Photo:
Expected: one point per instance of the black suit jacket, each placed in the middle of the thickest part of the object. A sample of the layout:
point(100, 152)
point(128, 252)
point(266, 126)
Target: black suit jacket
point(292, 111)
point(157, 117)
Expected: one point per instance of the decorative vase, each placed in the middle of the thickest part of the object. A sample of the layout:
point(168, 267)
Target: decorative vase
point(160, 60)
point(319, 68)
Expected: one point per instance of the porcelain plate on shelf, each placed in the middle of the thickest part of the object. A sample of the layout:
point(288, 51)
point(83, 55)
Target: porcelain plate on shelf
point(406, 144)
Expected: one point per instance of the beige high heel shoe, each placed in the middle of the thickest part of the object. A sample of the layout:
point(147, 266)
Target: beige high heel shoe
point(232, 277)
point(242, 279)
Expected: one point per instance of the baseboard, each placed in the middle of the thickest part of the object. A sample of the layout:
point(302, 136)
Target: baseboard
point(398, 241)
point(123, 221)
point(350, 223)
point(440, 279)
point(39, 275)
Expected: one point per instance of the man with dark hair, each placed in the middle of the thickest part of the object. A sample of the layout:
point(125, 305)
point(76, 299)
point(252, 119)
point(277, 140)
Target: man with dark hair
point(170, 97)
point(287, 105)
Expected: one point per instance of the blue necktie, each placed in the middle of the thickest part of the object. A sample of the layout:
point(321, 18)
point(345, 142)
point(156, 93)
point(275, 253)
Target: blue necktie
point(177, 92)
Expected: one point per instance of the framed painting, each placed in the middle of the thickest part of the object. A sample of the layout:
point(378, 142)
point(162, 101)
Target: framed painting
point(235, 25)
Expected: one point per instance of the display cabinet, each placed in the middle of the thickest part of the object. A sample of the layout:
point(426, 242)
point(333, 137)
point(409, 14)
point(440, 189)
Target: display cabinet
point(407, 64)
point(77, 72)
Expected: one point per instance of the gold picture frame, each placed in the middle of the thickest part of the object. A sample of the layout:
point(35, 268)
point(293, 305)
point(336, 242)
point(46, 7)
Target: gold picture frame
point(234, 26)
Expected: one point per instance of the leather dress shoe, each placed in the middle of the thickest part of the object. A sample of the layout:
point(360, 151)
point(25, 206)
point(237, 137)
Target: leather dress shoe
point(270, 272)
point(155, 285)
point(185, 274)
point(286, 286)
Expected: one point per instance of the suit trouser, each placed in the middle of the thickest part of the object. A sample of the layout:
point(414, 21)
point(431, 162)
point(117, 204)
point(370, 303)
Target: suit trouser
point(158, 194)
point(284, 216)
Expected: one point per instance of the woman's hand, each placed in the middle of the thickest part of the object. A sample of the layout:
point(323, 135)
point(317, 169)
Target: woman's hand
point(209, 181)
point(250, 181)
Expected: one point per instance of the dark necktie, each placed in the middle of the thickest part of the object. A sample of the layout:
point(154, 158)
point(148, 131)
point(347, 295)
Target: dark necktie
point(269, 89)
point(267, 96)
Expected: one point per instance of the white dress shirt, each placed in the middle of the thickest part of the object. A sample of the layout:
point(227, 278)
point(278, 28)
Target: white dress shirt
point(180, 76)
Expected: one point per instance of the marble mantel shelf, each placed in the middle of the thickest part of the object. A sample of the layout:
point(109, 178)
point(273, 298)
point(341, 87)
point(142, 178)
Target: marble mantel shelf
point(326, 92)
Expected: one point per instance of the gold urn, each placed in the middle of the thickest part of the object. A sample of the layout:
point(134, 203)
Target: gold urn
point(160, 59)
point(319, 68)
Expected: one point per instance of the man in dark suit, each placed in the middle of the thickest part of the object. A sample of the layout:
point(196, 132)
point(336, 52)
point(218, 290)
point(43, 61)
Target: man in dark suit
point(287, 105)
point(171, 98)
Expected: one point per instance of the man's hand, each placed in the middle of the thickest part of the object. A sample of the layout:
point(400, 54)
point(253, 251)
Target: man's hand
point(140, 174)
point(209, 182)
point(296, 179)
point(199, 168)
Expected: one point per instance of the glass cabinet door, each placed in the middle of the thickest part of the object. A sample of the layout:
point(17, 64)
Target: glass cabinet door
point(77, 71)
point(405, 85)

------------------------------

= DIRECTIVE =
Repeat everything from the line containing "Expected: one point per instance of the porcelain" down to the line containing "point(406, 144)", both of those lines included, with no changes to the data.

= CORRECT ANSWER =
Expected: one point per instance of the porcelain plate on shelf, each placed in the middle of the thickest part of the object. A sample of the layout:
point(288, 51)
point(83, 55)
Target: porcelain plate on shelf
point(406, 144)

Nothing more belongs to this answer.